# Stated exercise 1
Rewrite the records as a numbered list, running from the line that contains "walkway and record integer pixel coordinates." through the final line of the records, both ends included, with blank lines omitted.

*****

In 2050, the heat and electricity generation of gas power plants reach the emission cap. The system hence makes considerable renewable investments, which require high electricity prices for repayment. As the gas prices are higher in the High Market Power scenario than in the Strategic Behavior scenario, a lower rise in the CO2 prices is required.

4.4. The Effect of Modelling Heating Market

As mentioned earlier, we also calibrate the Strategic Behavior No Heat with the historical CO2 price and therefore the total emission is higher (cf. Figure A1 in Appendix B). Comparing the Strategic Behavior and Strategic Behavior No Heat scenarios shows the impact of modeling the heating market alongside the electricity market. In 2020, we observe that the gas consumption is 517 TWhth in the Strategic Behavior scenario compared to 323 TWhth in the Strategic Behavior No Heat scenario (cf. Figure 5), due to must-run constraints for gas CHP generators and different total energy demand in these scenarios. The higher gas consumption in the Strategic Behavior scenario continues until 2050. In this period, we can also observe higher electricity prices (cf. Figure 8) in the Strategic Behavior scenario as a result of the operation of more expensive units to provide heat. Comparing the CO2 prices between Strategic Behavior No Heat and Strategic Behavior scenarios is very challenging as the total energy consumption and emission are different. In addition, in the Strategic Behavior No Heat scenario, fossil fuel technologies do not provide heat as in the Strategic Behavior scenario (cf. Table 2).
A reverse effect is observable in terms of gas consumption in 2050. On the one hand, the gas power plants need to meet the heating and electricity demand in the Strategic Behavior scenario. On the other hand, their full loads hours are limited due to emission constraints. This year, the system invests in renewable and PtH to meet the emission cap and demand for electricity and heat at the same time in the Strategic Behavior scenario. This additional investment increases the CO2 prices and consequently electricity prices, which lead to a different pattern of investments throughout the region. Therefore, we observe more renewable investments in the Strategic Behavior scenario and more investments in gas power plants in the Strategic Behavior No Heat scenario.

5. Conclusions

In the present paper, we develop a large-scale partial model based on the principles of Cournot–Nash equilibria, which includes the sectors of natural gas, electricity and heating as well as emission trading. We model four different scenarios to analyze the effect of strategic behavior in the natural gas sector and study the impact of modeling the heating sector coupled with the power sector.
We observe that, as the market power in the gas sector increases, gas becomes more expensive. The gas price in the scenario with the highest market power is 2.6times higher than in the scenario without no strategic behavior. Besides, a minimum of 500 TWhth of gas consumption is required to meet the European power and heat demands in the short run. We conclude that this demand will not be affected dramatically by practicing higher market power. However, lower market power can have a considerable effect on the short-term gas consumption in the power sector.
The results of the paper also support that more pronounced strategic behavior leads to higher renewable investments in the power sector and higher PtH’s investments in the heating sector. At the same time, long-term gas CHP and boiler investments decrease with increasing strategic behavior.

*****

# Stated exercise 2
Continue the text on strategic behavior in the gas market and its effects on the power and heating sectors, starting after its last sentence.

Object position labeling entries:
*****

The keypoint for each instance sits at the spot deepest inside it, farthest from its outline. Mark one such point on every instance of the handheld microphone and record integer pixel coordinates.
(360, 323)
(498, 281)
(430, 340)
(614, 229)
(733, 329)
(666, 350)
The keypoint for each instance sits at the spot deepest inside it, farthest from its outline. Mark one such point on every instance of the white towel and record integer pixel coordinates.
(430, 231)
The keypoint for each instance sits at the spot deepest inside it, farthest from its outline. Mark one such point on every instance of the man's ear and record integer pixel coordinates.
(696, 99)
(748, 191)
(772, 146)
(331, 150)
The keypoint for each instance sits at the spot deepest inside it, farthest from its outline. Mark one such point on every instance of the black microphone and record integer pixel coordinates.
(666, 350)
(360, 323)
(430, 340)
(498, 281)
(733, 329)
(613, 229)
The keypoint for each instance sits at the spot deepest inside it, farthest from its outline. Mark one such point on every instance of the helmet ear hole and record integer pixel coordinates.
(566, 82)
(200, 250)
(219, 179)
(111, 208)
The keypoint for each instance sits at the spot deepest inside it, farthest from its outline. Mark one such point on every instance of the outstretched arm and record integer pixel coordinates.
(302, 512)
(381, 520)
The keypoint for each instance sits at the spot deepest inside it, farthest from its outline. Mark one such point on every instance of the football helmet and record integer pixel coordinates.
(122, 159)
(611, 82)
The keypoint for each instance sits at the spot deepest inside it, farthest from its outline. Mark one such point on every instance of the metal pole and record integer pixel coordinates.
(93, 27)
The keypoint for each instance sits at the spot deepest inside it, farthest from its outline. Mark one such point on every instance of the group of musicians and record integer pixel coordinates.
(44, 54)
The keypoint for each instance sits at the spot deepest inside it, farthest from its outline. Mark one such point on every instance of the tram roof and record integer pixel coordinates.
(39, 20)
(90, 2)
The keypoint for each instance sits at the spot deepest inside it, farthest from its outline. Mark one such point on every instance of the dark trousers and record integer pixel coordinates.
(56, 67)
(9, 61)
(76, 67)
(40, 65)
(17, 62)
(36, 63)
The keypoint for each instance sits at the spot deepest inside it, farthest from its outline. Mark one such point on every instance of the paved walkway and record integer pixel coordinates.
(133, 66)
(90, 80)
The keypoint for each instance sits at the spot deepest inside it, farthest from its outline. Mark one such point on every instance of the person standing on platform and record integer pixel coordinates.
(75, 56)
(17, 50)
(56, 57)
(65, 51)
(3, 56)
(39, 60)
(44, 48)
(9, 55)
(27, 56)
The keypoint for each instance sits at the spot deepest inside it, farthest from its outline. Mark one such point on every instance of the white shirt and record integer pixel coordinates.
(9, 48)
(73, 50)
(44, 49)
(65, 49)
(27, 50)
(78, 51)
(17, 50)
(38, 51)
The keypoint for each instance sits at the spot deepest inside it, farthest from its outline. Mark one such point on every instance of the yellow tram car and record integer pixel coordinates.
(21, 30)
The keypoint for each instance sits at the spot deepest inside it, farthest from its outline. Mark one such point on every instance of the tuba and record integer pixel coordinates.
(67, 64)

*****

# Expected answer 1
1. The keypoint for each instance sits at the spot deepest inside it, farthest from its outline. Mark one such point on every instance of the paved walkway and record integer pixel coordinates.
2. (133, 66)
3. (90, 80)
4. The keypoint for each instance sits at the spot deepest inside it, farthest from its outline. Mark one such point on every instance of the person standing on platform and record integer pixel coordinates.
5. (75, 56)
6. (17, 50)
7. (56, 57)
8. (65, 51)
9. (3, 56)
10. (39, 60)
11. (44, 48)
12. (9, 55)
13. (27, 56)
14. The keypoint for each instance sits at the spot deepest inside it, farthest from its outline. Mark one such point on every instance of the white shirt and record integer pixel coordinates.
15. (9, 48)
16. (73, 50)
17. (44, 49)
18. (65, 49)
19. (27, 50)
20. (78, 51)
21. (17, 50)
22. (38, 51)
23. The keypoint for each instance sits at the spot deepest inside it, farthest from its outline. Mark one such point on every instance of the yellow tram car and record integer pixel coordinates.
24. (21, 30)
25. The keypoint for each instance sits at the spot deepest inside it, farthest from its outline. Mark one such point on every instance of the tuba and record integer pixel coordinates.
26. (67, 64)

# Expected answer 2
We also observe that weaker strategic behavior results in lower electricity prices before 2050 because of the reduction in operating costs of gas power plants. Consequently, gas-fired power generation substitutes more easily coal-fired generation, leading to a reduction in the demand for CO2 certificates. Therefore, we conclude that lower market power leads to lower CO2 prices before 2050. We observe the opposite phenomenon in the scenario with high market power. As the strategic behavior and consequently gas prices increase, other thermal technologies such as coal and lignite become competitive to gas. Since these technologies are more carbon intensive, the demand for CO2 certificate increases. In addition, the combination of higher gas and CO2 prices increases the power prices and fosters renewable investments.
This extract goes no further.